## WORK REQUIRED
Find and copy each line in the material below where the string "field" occurs.

## STORED DATA
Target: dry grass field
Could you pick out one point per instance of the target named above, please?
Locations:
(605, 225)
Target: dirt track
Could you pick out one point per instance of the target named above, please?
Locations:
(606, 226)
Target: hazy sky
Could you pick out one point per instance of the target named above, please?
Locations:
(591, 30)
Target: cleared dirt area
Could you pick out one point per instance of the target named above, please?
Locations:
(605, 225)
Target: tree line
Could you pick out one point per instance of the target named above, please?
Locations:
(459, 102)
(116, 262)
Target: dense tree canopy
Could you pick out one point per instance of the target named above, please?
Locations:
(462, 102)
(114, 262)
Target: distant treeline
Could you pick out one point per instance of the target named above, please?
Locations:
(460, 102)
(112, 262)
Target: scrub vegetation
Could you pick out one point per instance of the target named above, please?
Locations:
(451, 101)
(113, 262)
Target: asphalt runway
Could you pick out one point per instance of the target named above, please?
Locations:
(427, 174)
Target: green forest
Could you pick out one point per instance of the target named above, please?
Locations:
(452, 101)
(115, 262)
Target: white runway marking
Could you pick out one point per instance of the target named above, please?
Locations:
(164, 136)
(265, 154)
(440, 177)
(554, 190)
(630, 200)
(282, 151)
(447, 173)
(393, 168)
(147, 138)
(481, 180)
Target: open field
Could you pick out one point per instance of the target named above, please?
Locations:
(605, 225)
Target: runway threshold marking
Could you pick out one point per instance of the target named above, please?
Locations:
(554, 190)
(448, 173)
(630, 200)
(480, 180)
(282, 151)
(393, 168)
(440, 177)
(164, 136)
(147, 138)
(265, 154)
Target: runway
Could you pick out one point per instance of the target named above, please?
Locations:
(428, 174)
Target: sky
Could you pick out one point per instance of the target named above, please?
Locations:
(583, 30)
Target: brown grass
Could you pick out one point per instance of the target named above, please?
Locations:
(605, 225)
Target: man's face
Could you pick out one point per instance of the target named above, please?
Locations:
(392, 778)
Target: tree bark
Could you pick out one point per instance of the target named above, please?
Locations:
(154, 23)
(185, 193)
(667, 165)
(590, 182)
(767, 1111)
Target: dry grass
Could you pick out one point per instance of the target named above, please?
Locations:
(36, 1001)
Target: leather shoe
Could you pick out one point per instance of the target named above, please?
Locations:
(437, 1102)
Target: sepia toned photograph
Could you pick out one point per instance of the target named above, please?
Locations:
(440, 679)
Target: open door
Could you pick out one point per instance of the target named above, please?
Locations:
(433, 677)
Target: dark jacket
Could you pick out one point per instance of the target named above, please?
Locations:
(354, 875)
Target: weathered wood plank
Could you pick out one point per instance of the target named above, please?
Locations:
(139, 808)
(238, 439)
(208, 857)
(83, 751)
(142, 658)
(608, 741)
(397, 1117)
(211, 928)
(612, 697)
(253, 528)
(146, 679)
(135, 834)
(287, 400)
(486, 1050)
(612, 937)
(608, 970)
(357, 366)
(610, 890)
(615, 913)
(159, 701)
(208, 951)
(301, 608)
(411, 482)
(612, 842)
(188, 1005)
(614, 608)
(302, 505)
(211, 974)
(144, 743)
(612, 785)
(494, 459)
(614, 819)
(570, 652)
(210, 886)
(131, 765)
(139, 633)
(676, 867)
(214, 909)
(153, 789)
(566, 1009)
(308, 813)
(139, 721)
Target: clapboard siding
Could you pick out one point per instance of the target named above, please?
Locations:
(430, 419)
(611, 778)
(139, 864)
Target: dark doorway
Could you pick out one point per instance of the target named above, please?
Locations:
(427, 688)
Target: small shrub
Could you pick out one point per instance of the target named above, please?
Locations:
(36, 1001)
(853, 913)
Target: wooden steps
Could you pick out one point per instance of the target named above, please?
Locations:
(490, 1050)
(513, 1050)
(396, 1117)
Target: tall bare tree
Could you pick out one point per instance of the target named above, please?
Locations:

## ANSWER TO THIS EXERCISE
Target: dry grass field
Target: open field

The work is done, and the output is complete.